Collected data
--

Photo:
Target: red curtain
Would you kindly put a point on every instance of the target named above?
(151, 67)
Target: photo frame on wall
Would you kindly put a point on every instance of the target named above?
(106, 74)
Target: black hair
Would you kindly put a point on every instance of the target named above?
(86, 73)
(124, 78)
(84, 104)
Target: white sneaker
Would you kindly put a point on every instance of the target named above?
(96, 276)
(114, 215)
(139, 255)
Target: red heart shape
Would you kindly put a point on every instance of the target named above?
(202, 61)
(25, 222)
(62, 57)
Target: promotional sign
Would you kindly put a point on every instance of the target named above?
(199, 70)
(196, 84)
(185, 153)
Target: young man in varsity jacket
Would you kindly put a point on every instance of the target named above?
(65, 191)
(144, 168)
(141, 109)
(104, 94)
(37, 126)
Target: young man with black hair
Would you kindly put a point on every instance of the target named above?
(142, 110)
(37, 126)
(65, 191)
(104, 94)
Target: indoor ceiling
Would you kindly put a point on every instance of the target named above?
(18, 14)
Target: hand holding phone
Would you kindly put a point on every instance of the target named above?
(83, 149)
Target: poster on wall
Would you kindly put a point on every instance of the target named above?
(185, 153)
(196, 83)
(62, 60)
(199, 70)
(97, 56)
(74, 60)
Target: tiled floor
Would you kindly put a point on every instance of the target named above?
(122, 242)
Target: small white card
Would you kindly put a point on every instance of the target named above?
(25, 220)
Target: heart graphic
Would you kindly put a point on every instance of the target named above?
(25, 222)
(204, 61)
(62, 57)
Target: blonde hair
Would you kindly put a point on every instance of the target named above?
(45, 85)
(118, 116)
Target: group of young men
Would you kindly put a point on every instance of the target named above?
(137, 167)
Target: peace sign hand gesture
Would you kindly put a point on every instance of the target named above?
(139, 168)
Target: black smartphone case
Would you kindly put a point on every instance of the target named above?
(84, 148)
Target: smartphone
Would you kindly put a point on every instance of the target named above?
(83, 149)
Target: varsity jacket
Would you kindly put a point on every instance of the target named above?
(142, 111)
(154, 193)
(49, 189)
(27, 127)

--

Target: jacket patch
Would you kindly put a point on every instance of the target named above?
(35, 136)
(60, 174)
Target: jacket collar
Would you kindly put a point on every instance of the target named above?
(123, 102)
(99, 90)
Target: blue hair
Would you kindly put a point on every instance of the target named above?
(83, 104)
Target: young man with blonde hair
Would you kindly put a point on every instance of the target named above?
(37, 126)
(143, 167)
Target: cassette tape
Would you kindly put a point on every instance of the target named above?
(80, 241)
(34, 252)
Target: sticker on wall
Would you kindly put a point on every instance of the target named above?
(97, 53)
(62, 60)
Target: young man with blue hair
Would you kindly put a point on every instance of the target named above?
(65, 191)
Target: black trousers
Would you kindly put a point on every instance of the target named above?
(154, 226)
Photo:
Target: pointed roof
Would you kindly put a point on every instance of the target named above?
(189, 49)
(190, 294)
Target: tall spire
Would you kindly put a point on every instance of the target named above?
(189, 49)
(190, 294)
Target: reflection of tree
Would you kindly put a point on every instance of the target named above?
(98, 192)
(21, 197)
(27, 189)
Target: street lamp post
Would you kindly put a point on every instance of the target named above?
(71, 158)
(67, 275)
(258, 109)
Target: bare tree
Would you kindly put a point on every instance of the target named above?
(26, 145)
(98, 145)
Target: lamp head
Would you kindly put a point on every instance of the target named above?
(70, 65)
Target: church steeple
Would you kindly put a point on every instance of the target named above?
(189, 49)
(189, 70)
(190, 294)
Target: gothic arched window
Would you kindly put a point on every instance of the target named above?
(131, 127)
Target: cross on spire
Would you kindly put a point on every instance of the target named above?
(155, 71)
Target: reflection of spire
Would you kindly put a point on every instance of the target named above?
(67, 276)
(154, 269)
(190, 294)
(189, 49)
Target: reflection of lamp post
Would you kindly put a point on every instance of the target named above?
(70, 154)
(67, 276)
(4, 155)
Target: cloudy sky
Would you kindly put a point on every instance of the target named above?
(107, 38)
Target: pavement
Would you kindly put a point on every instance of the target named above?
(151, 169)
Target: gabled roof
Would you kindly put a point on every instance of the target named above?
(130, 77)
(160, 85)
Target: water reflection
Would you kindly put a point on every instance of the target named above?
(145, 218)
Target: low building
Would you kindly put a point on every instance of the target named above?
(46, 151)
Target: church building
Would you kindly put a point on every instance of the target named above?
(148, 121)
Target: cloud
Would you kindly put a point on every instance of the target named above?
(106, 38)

--

ACTION ITEM
Among the records, find the lines that contain "varsity" and copy each of them.

SOLVED PROBLEM
Target: young man in varsity jacket
Target: varsity jacket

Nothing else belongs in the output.